TASK REQUIREMENTS
The lines to copy are those in the records below that hold the word "dark".

DATA PROVIDED
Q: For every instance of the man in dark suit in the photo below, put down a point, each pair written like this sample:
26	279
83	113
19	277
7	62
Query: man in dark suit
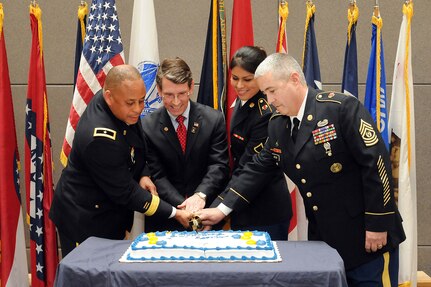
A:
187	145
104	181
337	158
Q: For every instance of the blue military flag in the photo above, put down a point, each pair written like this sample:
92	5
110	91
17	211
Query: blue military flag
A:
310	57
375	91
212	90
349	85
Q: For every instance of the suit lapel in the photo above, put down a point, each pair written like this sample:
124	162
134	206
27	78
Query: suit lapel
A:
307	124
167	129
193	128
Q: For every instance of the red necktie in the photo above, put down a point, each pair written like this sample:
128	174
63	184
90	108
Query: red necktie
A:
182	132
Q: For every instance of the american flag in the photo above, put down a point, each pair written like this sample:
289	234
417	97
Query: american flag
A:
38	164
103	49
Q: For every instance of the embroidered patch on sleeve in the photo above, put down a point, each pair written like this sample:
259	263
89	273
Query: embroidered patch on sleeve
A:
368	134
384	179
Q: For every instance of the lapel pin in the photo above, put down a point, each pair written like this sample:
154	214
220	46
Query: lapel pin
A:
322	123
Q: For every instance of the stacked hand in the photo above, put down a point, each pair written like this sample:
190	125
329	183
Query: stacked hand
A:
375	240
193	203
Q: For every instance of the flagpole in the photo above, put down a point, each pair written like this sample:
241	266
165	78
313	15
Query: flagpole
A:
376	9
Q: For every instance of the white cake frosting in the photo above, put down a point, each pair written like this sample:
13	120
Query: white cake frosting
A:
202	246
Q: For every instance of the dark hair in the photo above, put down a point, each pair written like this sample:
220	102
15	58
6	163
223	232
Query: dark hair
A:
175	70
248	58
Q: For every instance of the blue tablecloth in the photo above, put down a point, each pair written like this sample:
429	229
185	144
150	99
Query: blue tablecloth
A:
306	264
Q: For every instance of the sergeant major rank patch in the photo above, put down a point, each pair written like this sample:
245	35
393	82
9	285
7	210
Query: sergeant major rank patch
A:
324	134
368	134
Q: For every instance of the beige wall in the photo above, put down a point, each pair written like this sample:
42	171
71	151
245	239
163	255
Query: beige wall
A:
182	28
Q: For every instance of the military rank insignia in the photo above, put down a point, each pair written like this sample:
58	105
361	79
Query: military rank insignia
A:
* * *
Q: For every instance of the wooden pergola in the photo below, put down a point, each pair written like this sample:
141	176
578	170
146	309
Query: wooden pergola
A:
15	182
...
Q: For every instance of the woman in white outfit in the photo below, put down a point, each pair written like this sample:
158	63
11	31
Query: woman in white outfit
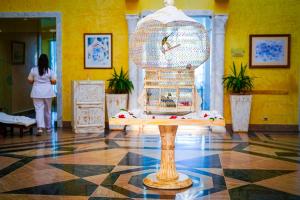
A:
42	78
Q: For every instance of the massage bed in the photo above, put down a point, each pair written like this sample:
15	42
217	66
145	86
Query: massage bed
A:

TASK RESULT
Q: For every instance of the man in dark suit in the photo below, put down a point, each pair written like this sample:
Query: man in dark suit
Q: For every instance of the dark hair in the photo above, put down a point, each pair written like this sample:
Query: dark hair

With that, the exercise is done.